*EXERCISE GOAL*. Reproduce word for word the lines of the material below, from the line with "For the scoring pass, find every instance of the wicker" to the line with "[[415, 323], [294, 325]]", including both of those lines. Output nothing else.

*EXERCISE DATA*.
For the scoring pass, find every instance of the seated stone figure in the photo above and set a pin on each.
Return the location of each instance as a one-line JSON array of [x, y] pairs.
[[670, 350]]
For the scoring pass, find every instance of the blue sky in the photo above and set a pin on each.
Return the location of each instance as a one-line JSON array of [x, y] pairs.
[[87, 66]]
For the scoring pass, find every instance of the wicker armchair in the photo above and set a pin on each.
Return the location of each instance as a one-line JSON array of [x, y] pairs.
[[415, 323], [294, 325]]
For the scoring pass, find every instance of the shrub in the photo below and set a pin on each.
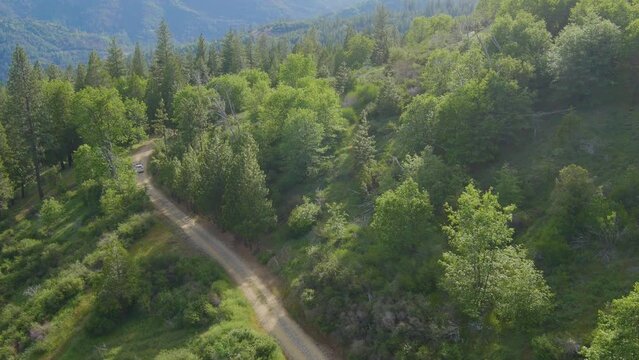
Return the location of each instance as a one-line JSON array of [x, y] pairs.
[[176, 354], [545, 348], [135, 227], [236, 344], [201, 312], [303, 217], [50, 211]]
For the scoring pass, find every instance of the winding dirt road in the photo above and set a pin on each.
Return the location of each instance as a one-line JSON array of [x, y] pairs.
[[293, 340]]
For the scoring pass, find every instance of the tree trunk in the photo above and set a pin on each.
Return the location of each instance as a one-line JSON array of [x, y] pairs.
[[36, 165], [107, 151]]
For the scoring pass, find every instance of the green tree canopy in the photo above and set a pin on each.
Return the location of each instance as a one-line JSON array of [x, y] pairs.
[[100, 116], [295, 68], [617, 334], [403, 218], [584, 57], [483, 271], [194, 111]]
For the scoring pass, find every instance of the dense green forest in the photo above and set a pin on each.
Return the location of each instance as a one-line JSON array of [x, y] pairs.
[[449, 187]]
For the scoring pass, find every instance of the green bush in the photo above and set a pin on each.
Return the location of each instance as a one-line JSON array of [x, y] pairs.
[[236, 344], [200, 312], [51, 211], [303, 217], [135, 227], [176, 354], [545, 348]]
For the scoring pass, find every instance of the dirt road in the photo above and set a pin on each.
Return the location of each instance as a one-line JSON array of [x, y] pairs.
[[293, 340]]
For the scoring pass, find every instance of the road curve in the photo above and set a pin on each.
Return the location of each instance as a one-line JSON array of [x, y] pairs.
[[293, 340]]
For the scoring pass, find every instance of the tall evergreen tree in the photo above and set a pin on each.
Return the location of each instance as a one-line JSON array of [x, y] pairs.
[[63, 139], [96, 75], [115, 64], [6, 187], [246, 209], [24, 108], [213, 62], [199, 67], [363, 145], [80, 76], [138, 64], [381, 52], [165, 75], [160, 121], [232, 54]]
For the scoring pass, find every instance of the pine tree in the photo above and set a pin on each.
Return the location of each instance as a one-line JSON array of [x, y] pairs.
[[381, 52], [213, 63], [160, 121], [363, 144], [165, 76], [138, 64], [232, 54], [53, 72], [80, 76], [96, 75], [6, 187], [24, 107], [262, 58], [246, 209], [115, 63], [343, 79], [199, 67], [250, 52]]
--
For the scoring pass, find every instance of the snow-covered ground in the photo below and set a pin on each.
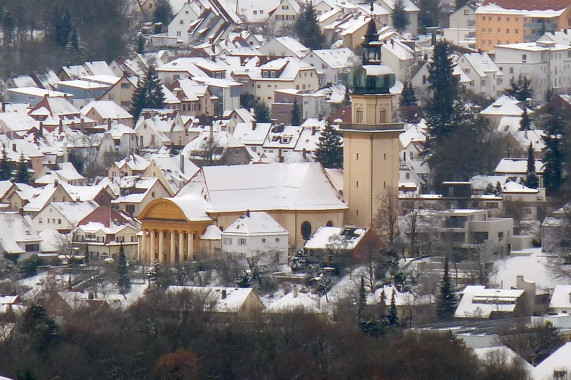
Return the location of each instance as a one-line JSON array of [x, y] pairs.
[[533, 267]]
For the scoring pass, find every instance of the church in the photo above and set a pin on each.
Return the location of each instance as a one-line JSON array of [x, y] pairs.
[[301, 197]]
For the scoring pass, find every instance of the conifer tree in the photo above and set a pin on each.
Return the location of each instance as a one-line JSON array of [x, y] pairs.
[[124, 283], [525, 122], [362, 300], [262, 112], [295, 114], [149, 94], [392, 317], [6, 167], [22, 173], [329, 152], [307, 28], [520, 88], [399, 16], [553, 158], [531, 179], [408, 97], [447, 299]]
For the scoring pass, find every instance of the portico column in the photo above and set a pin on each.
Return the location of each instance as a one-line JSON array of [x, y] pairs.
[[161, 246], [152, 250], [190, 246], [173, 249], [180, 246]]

*OUTPUT FOR THIS TASK*.
For the scoring pass, find every instance of the wicker armchair in the photo above and set a pin on each.
Return the location of each instance as a one-line JSON array of [x, y] pairs.
[[415, 323], [294, 325]]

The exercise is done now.